Records excerpted from a collection
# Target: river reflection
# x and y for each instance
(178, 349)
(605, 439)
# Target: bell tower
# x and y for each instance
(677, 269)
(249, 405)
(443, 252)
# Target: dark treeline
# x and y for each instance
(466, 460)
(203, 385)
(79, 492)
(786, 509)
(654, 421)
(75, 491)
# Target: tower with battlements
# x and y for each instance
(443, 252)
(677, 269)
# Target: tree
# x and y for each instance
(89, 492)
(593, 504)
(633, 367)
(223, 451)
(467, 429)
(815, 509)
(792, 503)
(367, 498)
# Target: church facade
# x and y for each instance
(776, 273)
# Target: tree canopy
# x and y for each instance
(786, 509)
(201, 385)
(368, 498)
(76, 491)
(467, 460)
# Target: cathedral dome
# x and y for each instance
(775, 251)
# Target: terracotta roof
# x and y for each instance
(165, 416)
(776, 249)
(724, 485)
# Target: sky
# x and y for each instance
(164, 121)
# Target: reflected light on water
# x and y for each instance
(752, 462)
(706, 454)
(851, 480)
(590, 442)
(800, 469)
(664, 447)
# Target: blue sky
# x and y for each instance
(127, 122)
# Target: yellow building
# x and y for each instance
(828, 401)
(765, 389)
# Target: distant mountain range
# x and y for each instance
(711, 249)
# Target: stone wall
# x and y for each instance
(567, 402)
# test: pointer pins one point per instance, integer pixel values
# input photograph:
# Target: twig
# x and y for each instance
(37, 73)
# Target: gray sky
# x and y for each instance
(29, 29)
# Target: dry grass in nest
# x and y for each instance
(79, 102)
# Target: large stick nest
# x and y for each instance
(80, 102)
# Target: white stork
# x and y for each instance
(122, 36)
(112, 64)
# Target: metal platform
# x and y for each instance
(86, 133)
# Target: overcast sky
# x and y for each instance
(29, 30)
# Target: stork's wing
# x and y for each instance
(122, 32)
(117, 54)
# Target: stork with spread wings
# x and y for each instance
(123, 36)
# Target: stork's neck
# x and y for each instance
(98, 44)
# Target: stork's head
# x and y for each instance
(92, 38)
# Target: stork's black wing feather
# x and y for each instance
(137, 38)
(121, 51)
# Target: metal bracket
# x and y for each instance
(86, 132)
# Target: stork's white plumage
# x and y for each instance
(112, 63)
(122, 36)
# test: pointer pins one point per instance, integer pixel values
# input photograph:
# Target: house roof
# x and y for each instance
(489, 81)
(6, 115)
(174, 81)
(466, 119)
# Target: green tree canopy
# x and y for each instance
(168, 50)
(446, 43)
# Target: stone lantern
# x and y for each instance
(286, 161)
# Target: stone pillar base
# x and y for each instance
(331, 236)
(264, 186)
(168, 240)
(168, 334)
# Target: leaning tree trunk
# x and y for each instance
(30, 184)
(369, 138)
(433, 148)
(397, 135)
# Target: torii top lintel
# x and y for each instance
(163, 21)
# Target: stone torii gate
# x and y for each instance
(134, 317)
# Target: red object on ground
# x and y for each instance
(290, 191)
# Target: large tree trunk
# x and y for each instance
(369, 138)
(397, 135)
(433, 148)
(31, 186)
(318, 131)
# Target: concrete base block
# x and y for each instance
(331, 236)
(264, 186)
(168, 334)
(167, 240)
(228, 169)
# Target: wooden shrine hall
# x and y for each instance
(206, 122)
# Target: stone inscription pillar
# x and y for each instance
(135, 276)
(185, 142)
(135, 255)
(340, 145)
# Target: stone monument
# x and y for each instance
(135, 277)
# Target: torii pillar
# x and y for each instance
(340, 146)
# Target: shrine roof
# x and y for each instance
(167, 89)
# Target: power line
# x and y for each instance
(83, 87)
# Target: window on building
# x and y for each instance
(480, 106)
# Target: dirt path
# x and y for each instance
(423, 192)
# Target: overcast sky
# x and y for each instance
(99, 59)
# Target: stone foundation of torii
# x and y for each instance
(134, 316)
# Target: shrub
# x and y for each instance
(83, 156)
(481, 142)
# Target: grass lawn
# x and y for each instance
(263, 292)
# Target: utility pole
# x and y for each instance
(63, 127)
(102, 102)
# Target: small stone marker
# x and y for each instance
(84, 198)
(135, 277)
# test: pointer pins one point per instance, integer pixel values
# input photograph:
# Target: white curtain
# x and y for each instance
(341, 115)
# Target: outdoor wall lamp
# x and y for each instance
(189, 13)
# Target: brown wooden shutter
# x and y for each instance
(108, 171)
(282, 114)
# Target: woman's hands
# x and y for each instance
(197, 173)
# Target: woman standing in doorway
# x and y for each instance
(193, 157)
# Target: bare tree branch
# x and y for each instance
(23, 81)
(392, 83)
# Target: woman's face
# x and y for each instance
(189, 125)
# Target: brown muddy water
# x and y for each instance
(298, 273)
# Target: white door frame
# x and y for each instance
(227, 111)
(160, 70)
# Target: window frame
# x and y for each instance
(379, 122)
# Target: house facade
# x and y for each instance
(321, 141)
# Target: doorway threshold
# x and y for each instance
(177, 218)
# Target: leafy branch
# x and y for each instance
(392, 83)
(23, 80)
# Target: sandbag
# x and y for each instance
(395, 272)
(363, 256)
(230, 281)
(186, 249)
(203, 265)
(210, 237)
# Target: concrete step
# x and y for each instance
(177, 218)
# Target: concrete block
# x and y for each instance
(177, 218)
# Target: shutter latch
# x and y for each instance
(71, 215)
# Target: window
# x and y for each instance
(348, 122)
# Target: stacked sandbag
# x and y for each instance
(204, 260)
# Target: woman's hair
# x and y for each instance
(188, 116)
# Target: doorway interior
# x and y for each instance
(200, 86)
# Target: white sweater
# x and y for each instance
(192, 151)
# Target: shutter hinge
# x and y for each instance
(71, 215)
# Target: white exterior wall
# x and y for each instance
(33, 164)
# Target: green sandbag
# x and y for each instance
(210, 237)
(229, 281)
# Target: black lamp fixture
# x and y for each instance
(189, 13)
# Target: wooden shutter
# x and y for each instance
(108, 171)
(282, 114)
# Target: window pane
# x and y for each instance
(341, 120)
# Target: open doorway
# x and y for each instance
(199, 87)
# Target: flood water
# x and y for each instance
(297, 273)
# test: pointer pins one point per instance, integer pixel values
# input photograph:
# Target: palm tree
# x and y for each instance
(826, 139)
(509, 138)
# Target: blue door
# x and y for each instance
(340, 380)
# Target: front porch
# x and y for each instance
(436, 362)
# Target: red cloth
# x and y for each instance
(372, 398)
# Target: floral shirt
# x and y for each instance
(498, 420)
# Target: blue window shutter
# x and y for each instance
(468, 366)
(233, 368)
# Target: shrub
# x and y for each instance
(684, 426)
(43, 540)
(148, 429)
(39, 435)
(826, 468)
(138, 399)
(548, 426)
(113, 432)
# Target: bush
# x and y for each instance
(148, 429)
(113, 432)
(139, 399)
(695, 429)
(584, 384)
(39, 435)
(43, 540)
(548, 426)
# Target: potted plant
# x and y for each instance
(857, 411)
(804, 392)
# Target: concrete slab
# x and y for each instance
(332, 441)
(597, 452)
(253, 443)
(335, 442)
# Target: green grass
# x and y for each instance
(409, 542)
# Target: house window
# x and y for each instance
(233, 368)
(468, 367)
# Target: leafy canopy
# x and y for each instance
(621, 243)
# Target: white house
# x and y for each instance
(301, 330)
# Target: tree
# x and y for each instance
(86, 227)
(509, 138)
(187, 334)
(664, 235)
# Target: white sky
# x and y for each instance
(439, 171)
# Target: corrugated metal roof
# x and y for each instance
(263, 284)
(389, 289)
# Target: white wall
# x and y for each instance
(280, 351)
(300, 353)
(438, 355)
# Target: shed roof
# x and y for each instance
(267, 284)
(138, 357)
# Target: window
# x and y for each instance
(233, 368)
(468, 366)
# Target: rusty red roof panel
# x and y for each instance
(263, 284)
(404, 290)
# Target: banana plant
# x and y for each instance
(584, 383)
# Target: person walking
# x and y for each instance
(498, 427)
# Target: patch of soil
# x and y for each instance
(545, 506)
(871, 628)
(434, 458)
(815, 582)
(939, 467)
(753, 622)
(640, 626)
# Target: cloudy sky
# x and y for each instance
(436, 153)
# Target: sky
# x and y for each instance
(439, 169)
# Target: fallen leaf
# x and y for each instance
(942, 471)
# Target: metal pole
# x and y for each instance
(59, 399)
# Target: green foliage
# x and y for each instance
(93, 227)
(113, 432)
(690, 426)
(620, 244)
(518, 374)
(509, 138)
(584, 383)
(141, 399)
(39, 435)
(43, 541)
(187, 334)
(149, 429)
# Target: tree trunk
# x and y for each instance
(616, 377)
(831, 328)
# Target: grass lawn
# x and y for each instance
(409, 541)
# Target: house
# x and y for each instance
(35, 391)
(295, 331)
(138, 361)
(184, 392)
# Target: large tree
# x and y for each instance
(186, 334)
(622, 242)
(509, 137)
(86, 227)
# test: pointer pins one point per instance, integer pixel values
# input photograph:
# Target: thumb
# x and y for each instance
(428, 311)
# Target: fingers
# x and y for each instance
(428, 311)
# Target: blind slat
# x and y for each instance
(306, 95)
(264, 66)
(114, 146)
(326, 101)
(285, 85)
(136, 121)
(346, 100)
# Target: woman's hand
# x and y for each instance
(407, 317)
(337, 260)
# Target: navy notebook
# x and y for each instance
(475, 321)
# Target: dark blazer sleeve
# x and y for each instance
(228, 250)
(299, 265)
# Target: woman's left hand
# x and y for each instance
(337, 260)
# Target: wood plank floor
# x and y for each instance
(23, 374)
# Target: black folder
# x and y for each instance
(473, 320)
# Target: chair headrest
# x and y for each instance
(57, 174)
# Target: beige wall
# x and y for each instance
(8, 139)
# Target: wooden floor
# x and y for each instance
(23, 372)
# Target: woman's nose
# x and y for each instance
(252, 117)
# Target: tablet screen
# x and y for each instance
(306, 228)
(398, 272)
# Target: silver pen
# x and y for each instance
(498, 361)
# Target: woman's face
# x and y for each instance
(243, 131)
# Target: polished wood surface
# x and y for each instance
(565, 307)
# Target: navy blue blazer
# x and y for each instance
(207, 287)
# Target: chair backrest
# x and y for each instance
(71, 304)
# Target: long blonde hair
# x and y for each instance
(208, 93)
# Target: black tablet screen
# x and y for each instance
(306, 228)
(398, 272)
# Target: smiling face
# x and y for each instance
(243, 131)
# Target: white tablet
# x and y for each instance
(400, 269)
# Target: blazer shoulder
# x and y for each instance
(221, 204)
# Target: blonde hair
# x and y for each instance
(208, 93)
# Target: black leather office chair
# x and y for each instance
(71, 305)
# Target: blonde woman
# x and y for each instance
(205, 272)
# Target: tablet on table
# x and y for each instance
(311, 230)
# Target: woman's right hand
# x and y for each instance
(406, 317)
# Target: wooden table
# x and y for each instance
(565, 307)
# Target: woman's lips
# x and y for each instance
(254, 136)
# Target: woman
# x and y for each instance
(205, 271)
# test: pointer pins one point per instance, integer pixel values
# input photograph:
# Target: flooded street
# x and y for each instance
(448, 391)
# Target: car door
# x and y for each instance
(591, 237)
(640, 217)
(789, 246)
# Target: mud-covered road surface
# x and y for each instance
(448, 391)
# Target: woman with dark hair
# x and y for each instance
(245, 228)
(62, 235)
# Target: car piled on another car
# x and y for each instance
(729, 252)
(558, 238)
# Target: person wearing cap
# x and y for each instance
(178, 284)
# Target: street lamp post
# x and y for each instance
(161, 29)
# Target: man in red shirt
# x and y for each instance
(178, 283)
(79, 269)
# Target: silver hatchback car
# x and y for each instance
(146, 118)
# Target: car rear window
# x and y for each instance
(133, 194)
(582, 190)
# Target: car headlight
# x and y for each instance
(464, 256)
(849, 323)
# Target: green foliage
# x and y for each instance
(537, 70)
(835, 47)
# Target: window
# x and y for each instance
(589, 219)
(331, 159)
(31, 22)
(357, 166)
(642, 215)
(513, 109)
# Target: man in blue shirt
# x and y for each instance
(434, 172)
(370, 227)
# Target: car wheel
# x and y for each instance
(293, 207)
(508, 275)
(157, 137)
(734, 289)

What to do — Only the lines from the one containing "# Target: mud-covered road surface" to the end of the records should be repeated, exactly as they appear.

Result of this task —
# Target: mud-covered road surface
# x and y for each instance
(448, 391)
# Target: woman with dark hair
# x and y for each instance
(245, 228)
(62, 235)
# Target: car piled on another car
# x and y for each instance
(729, 252)
(558, 238)
# Target: person wearing cap
# x and y for each instance
(178, 284)
# Target: street lamp post
# x and y for each instance
(161, 29)
# Target: man in red shirt
# x and y for each instance
(178, 283)
(79, 269)
# Target: silver hatchback car
# x and y for each instance
(146, 118)
# Target: car rear window
# x and y for each instance
(133, 194)
(582, 190)
# Target: car headlight
# x and y for each instance
(464, 256)
(849, 323)
# Target: green foliage
# x and y for each instance
(537, 70)
(835, 47)
# Target: window
# x and y for each instance
(589, 219)
(331, 159)
(31, 22)
(357, 166)
(642, 215)
(513, 109)
# Target: man in blue shirt
# x and y for each instance
(434, 172)
(370, 227)
# Target: car wheel
# x and y for each instance
(293, 207)
(508, 275)
(157, 137)
(734, 289)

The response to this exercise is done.